The problem – Your reply is to be the lines below, exactly as written, with images omitted.
[Information supplied Boundary: Start]
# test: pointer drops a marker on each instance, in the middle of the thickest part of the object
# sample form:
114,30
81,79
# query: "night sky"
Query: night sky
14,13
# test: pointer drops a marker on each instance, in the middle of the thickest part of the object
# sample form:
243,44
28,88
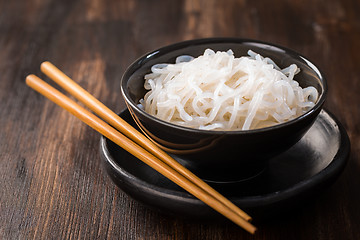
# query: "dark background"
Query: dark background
52,183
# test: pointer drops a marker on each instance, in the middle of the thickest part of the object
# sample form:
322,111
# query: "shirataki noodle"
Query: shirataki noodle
217,91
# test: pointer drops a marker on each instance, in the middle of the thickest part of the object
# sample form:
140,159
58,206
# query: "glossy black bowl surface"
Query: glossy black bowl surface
291,179
232,155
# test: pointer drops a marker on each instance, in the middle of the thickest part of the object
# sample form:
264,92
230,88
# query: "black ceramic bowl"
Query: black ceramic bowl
222,155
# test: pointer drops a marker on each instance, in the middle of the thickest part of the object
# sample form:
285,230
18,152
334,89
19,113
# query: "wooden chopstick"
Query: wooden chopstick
91,120
109,116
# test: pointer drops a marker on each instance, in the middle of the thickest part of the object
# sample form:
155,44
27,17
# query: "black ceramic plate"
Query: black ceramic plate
291,178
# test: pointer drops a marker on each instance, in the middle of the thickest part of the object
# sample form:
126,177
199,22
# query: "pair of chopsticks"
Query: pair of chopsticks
132,141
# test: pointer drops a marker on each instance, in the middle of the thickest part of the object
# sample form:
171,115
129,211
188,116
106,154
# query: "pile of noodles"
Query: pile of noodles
217,91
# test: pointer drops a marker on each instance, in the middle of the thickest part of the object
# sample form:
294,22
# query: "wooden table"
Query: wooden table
53,185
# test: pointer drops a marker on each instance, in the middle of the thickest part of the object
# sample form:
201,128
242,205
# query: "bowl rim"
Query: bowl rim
135,65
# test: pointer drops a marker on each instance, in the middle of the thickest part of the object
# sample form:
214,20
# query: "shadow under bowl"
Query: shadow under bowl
222,155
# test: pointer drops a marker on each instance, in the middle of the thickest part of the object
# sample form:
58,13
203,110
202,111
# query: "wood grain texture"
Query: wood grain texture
52,182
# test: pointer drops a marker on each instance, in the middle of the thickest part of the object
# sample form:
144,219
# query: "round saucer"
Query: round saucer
290,178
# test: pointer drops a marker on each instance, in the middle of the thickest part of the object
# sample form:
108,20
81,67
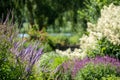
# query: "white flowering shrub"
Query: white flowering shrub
104,36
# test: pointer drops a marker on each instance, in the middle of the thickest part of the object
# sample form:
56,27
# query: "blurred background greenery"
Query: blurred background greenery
53,21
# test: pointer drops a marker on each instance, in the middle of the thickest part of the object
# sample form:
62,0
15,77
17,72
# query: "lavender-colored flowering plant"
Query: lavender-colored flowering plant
87,65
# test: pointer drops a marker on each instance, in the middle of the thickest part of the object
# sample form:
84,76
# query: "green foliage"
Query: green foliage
91,9
73,39
110,77
105,47
95,72
9,70
48,65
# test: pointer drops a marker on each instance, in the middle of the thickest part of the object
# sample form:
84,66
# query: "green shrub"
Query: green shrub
105,47
9,69
103,37
94,72
48,65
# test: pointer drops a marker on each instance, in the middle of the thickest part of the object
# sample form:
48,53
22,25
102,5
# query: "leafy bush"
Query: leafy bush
48,65
110,77
103,37
16,61
89,68
9,70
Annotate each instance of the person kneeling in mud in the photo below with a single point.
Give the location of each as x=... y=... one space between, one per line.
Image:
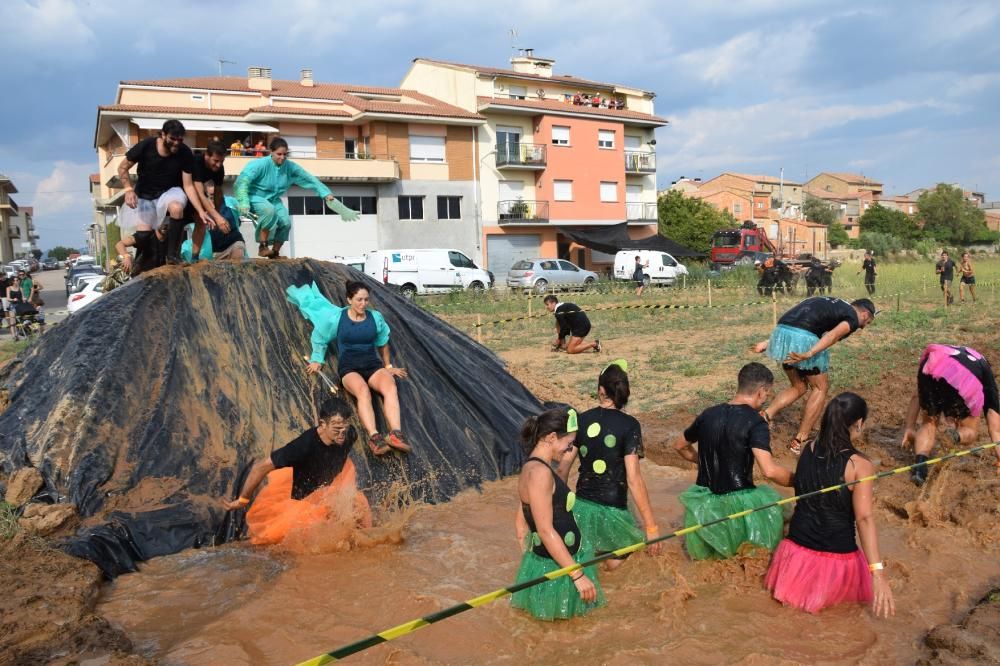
[Information supplied Boundary: End]
Exercise answer –
# test: pointer drops a marker on each instance, in the middle of the thickest part of the object
# sample form:
114,30
81,79
# query: "night sky"
Query: night sky
14,13
# test: pointer drops a marker on each instance, in the middle of the thickest part of the object
# sample form:
243,44
28,88
# query: "dark background"
Query: dark background
52,183
# test: pointer drops a marker on each instance, in the middle of the thickest part of the object
# sample form:
322,111
# query: "shirataki noodle"
Query: shirataki noodle
217,91
# test: pointer drops a marker on each instance, in the middle of the thickest part of the object
# sample form:
140,159
58,206
# query: "glossy black bowl surface"
Query: glossy black bowl surface
291,179
232,155
# test: pointer drops a marker on each instance, in the middle of the thickest part of the object
# sample form:
264,92
230,88
# query: "black ceramic bowl"
Query: black ceramic bowl
222,155
# test: pointer drops a marker on each instance, in the middle of the thickest part of the object
# sample form:
285,230
18,152
334,89
19,113
# query: "wooden chopstick"
Query: wooden chopstick
91,120
109,116
# test: pointer drops a marker on each instance, in the middle of the thickest part of the object
# sample form:
155,44
27,17
# query: "black ceramic plate"
Query: black ceramic plate
291,178
# test: pointer drops a marker on each instance, in the middle of the thickest part of the object
# sample form:
126,177
199,22
# query: "pair of chopsticks"
Query: pair of chopsticks
132,141
# test: pointer drops a marker on each instance, in the middle of the thickest part of the object
# sample form:
171,115
129,211
188,116
106,154
# query: "pile of noodles"
Query: pile of noodles
217,91
# test: pointer drops a marker on each instance, in the middle of the thickest part of the object
# sample form:
294,22
# query: "wooden table"
Query: wooden table
53,185
# test: pointer drops a marker on each instance, in the middle of the thickest part of the object
# sample form:
201,128
242,205
# query: "bowl rim"
Query: bowl rim
135,65
# test: pointer drops a marker on each instance, in the middle of the thickest part of the object
# sample form:
214,20
# query: "shadow under bowl"
Query: shadow under bowl
222,155
# test: pointer drops a marker on each instance, in the middle of the thickest part of the object
# sample form:
58,13
203,110
202,111
# query: "wood grain texture"
Query: wood grain texture
52,182
# test: pointer drops a marker on each instance, in the middle of the thickest part of the object
# sample form:
144,219
# query: "round saucer"
Query: round saucer
290,178
# test: pointer drops a marker on each instance, in the middle of the thickest part of the object
# sample form:
108,20
81,67
# query: "white flowering shrub"
Query: white flowering shrub
104,36
# test: pointer drops a marker on each instance, in the middle of the thickest part of the object
# sample form:
56,27
# query: "blurred background greenery"
Query: blurred background greenery
53,21
# test: pointer drops a marker on each instance, in the middle of the thickest part of the object
# sample form:
62,0
15,77
17,72
# query: "lavender-colored flowering plant"
Query: lavender-colored flowering plant
87,65
# test: pointer drops a marker on each instance, in the middle of the thickest part of the object
# sample form:
84,76
# query: "green foliage"
Query: green foliage
91,9
73,39
110,77
105,47
95,72
9,70
48,65
# test: pointer drops a marker on each instance, in the middle of the thickest part of the object
# sample form:
84,66
# query: "green shrub"
Query: green shrub
105,47
9,69
103,37
94,72
48,65
# test: pointer drops a marker on each instance, in the middle of the thickest part of the object
# sample form:
48,53
22,25
102,5
# query: "leafy bush"
Query: leafy bush
48,65
110,77
103,37
16,61
89,68
9,70
Annotate each instance of the person kneeling in mud in the photo below with a single point.
Give the location of each as x=... y=... one space between, one per line.
Image:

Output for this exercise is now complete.